* [Exercise task]: Count how many lines in the material contain the string "bumper" with matching case, and reply with only that number.

* [Extracted data]:
........

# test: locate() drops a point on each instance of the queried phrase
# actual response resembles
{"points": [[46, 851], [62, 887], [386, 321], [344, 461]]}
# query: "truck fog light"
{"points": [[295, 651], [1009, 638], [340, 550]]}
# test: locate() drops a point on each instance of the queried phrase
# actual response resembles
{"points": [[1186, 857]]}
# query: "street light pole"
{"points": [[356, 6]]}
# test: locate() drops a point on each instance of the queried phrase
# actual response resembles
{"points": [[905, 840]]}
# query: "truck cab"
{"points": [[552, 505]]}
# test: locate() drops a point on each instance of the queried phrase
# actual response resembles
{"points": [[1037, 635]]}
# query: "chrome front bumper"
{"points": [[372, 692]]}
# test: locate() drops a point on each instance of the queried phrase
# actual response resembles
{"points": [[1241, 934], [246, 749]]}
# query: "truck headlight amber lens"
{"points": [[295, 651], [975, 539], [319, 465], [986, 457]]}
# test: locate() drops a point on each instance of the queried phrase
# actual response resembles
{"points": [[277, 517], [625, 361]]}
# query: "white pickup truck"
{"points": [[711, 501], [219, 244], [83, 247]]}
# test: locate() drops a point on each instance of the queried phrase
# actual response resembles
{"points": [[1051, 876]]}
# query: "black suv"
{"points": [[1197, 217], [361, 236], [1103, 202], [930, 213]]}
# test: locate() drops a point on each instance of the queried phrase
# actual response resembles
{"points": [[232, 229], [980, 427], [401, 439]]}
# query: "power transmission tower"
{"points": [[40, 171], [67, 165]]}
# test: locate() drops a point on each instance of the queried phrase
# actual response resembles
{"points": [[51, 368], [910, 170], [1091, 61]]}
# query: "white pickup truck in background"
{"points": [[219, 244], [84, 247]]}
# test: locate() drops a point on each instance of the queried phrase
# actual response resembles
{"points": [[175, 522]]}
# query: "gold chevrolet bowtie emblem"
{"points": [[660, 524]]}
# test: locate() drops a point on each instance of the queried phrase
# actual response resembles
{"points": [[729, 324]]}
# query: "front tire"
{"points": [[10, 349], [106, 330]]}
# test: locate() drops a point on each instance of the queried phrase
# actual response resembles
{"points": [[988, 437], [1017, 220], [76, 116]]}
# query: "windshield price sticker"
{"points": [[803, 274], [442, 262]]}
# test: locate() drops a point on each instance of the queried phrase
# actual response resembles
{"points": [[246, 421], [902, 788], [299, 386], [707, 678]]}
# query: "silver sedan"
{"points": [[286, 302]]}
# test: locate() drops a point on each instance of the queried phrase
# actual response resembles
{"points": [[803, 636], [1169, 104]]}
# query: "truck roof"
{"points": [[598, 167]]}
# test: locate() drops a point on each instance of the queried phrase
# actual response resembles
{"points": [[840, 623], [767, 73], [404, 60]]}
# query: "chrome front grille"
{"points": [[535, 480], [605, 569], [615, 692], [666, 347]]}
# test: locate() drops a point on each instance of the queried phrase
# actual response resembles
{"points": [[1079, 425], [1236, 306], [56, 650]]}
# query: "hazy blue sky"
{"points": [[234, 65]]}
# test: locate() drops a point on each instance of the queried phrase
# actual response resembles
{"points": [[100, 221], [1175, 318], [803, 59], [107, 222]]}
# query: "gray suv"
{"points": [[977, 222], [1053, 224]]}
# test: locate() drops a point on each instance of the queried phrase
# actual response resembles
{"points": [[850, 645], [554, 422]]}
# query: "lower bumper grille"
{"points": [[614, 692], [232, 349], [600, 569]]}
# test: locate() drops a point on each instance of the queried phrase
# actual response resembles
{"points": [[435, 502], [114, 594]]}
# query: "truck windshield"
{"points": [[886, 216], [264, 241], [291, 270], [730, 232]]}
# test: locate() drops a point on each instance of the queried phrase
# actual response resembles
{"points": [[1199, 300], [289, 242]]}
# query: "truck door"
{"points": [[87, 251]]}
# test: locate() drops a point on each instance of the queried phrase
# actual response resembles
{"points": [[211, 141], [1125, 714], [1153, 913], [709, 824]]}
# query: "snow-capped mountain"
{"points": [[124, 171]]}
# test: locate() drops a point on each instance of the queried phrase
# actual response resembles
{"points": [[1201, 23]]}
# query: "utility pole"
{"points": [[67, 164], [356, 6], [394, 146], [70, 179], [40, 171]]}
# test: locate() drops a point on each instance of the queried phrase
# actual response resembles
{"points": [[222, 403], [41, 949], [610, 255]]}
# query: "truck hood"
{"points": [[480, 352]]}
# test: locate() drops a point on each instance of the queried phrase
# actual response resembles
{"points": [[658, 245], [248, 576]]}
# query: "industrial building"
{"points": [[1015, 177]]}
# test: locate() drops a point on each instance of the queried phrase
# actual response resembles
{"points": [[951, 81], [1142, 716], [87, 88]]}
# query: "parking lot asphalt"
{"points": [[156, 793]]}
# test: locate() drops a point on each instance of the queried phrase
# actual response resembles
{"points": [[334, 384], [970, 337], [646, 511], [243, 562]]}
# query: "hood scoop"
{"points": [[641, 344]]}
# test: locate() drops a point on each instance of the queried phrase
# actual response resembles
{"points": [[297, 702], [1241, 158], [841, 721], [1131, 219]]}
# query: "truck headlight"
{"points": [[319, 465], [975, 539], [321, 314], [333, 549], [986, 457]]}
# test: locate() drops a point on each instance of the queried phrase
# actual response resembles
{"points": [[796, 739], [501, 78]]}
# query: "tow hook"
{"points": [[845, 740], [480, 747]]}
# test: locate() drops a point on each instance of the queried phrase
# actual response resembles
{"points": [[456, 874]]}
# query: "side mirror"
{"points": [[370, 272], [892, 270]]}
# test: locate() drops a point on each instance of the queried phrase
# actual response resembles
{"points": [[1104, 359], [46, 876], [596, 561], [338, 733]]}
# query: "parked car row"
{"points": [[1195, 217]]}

........

* [Solution to the exercise]: 2